§ **REQUIRED TASK**
Arrange every line of the records below as a numbered list, leaving out any blank lines.

§ **INFORMATION GIVEN**
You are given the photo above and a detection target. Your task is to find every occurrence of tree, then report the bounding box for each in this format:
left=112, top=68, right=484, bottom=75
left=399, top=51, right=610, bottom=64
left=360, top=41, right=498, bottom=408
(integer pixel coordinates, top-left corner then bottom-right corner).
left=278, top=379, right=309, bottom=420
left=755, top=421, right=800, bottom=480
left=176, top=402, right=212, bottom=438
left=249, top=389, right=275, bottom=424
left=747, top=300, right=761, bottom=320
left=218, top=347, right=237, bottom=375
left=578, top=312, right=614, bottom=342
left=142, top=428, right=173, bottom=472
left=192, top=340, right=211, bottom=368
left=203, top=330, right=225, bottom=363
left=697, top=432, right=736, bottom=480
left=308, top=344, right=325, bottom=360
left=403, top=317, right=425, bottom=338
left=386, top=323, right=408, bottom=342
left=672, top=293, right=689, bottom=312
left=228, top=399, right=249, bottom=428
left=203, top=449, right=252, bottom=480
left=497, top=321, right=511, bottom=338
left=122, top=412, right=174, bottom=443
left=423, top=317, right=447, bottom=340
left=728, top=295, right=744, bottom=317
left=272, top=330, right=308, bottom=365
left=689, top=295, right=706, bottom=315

§ **TASK RESULT**
1. You are given the photo above and a detection target. Your task is to find every occurrence of tree, then report the bounding box for each in this format:
2. left=112, top=68, right=484, bottom=75
3. left=399, top=51, right=610, bottom=64
4. left=360, top=41, right=498, bottom=408
5. (integer pixel coordinates, top-left corner then bottom-right corner).
6. left=278, top=379, right=309, bottom=420
7. left=755, top=421, right=800, bottom=480
8. left=176, top=402, right=212, bottom=438
9. left=249, top=389, right=275, bottom=424
10. left=747, top=300, right=761, bottom=320
11. left=218, top=347, right=237, bottom=375
12. left=578, top=312, right=614, bottom=342
13. left=142, top=428, right=173, bottom=472
14. left=192, top=340, right=211, bottom=368
15. left=203, top=330, right=225, bottom=363
16. left=697, top=432, right=736, bottom=480
17. left=308, top=344, right=325, bottom=360
18. left=403, top=317, right=425, bottom=338
19. left=386, top=323, right=408, bottom=342
20. left=672, top=293, right=689, bottom=312
21. left=228, top=399, right=249, bottom=428
22. left=203, top=449, right=252, bottom=480
23. left=497, top=321, right=511, bottom=338
24. left=122, top=412, right=174, bottom=443
25. left=423, top=317, right=447, bottom=340
26. left=728, top=295, right=744, bottom=317
27. left=272, top=330, right=308, bottom=365
28. left=689, top=295, right=706, bottom=315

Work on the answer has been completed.